§ **Problem set**
(a) Which steels does the hydrogen embrittlement paper identify as the most prone to embrittlement?
(b) Repeat the hydrogen embrittlement paper word for word, from "Chief Engineer" up to and including "and printed HERE.".

§ **Supplied text**
-*-*-
AESF Heritage: The 2002 Hydrogen Embrittlement Seminar No. 1: Hydrogen Embrittlement

by

W. Craig Willan, P.E.

Chief Engineer

Omega Research Inc.

Southlake, Texas

Editor’s Note: The following is a republished paper presented during AESF Week 2002 at the Rosen Center in Orlando, Florida, on Jan. 30, 2002, as part of the Hydrogen Embrittlement Seminar. A pdf of this article can be accessed and printed HERE.

ABSTRACT

A detailed overview of hydrogen embrittlement is presented beginning with elemental discussions of the scientific phenomenon, occurrence, metallurgical attributes, habits of various metals and alloys and basic solid-state physics.  Hydrogen transport mechanisms, susceptibilities of various high strength alloys in use today, sources of hydrogen and a history of testing for the phenomena are presented.  Design considerations for avoiding hydrogen embrittlement are offered, including the current state-of-the-industry flight safety philosophy.  Avoidance and control of embrittlement are discussed including an overview of embrittlement relief (baking) parameters, effects of baking variables and methods to improve bake-out efficiencies.  A 30-year summary review of aircraft embrittlement failures is presented.  A discussion

of procurement requirements, along with pre-existing metallurgical problems and their effects on subsequent embrittlement potentials are reviewed.  Future areas of design engineering concerns are given. A final section details “Goofs in Plating - The legacy of Hydrogen Embrittlement”.  The most common “goof” scenarios are presented along with known industry damage recovery, salvage and part dispositions.

What Is hydrogen embrittlement?

Hydrogen embrittlement is physical damage to metallic alloys caused by atomic hydrogen.  The damage is manifested as a reduction in ductility in the elastic range, causing a reduction in the yield and ultimate strength of the metal.  The hydrogen damage can be immediate or delayed, that is, failures can occur before or after an embrittled part enters service. Embrittled parts have been known to crack or “pop on the shelf” before being assembled or even used.

Almost 75% of the known elements of the universe are metals - their usefulness to man is unparalleled.  They are:

• Widely available
• Inherently ductile - able to take damage
• Strong
• Easy to manufacture by casting, forging, machining or powder form
• Useful to conduct heat and electricity

Hydrogen inhibits metal’s ductility. The strength can be lowered if loss in ductility is severe. If a metal’s ductility is lowered from embrittlement, then the usefulness of metals can disappear. Embrittled metals now behave like ceramics. A hydrogen embrittled part will not deliver the strength or performance called for by the design engineer. Premature failures can happen sometimes with catastrophic, deadly results. High strength martensitic steels are the most prone to embrittlement due to the high transformation stress of the martensite lattice structure.  Other steels such as PH (precipitation hardening) grades can also be embrittled. Some austenitic grades such as the 18-8 (300 series, FCC lattice structure) can also be embrittled if work hardened into the martensitic phase. Titanium alloys can also be embrittled, but the phenomenon is different.  Here hydrogen forms brittle ceramic type titanium hydrides on the grain boundaries.  Aluminum alloys are not prone to embrittlement but are susceptible to hydrogen porosity damage.  Nickel alloys are not prone to embrittlement; however, some super alloys such as MP35, etc. have been reported as susceptible.

How does hydrogen get in?
-*-*-
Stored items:
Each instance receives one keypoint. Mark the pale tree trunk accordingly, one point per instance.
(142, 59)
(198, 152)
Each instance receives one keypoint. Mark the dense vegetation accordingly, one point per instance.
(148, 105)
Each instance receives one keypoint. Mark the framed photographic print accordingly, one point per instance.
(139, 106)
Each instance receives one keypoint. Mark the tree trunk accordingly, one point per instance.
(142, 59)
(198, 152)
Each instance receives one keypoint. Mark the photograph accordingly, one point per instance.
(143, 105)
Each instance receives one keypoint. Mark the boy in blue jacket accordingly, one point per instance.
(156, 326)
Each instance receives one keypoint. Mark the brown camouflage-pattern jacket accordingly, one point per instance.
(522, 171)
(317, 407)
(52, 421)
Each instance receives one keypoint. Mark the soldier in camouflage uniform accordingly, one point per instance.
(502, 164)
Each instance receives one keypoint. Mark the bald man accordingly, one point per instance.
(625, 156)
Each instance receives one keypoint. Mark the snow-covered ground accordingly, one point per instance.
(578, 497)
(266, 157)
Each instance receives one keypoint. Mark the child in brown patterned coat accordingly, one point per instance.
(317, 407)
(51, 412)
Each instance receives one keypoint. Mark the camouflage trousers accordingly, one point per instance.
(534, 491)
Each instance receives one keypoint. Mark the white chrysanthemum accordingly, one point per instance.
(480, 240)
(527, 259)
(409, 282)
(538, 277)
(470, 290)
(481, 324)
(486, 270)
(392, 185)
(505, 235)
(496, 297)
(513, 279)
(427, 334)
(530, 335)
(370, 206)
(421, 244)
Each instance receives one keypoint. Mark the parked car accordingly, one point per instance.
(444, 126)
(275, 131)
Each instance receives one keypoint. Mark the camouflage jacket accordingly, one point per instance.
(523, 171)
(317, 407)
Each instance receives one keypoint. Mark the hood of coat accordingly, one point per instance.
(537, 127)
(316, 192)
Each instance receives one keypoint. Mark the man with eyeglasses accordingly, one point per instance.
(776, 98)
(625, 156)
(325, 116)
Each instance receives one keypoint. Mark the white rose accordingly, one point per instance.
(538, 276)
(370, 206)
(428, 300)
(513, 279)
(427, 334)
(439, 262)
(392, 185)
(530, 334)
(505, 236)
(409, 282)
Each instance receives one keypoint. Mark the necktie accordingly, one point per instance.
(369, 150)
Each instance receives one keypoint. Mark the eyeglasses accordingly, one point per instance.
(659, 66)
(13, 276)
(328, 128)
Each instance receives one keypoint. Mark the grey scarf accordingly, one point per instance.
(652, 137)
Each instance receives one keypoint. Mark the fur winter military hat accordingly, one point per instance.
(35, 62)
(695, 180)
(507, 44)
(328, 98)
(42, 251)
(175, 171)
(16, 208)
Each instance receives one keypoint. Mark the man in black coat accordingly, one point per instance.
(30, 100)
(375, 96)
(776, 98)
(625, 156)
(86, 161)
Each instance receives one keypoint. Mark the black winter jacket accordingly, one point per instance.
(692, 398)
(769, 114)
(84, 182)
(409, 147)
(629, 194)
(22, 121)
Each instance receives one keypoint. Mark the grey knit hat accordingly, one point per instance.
-*-*-
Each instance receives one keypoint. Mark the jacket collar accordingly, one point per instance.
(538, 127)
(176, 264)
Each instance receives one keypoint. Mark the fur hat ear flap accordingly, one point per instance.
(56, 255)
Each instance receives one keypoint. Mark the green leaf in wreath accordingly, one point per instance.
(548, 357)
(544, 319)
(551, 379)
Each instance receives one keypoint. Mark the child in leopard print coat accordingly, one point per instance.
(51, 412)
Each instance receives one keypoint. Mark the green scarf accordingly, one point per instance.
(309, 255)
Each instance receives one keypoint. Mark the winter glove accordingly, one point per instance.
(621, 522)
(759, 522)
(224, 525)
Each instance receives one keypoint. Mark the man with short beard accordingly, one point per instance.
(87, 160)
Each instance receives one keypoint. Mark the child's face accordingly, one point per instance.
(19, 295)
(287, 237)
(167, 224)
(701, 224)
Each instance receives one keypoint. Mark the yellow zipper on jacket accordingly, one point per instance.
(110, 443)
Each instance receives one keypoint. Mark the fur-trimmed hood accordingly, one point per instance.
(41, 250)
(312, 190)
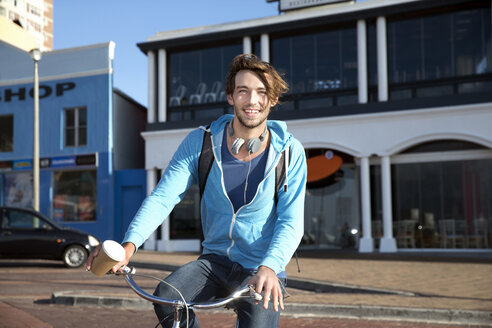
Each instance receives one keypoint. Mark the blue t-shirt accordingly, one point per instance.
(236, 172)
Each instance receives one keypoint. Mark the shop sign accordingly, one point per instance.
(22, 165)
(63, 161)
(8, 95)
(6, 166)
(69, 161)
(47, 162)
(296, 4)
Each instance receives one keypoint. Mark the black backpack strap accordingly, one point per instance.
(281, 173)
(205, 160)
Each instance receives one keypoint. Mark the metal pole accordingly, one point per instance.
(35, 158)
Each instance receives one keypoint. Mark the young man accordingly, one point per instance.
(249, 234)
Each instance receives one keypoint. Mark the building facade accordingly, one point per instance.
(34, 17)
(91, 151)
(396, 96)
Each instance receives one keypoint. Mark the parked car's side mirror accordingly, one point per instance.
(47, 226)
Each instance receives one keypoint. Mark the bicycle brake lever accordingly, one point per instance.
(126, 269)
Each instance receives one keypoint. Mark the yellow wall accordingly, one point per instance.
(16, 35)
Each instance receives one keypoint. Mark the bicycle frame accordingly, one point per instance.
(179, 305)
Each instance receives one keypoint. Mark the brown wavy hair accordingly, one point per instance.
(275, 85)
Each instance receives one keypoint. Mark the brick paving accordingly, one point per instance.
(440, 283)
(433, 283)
-*-*-
§ **Completed exercise**
(a) High strength martensitic steels.

(b)
Chief Engineer

Omega Research Inc.

Southlake, Texas

Editor’s Note: The following is a republished paper presented during AESF Week 2002 at the Rosen Center in Orlando, Florida, on Jan. 30, 2002, as part of the Hydrogen Embrittlement Seminar. A pdf of this article can be accessed and printed HERE.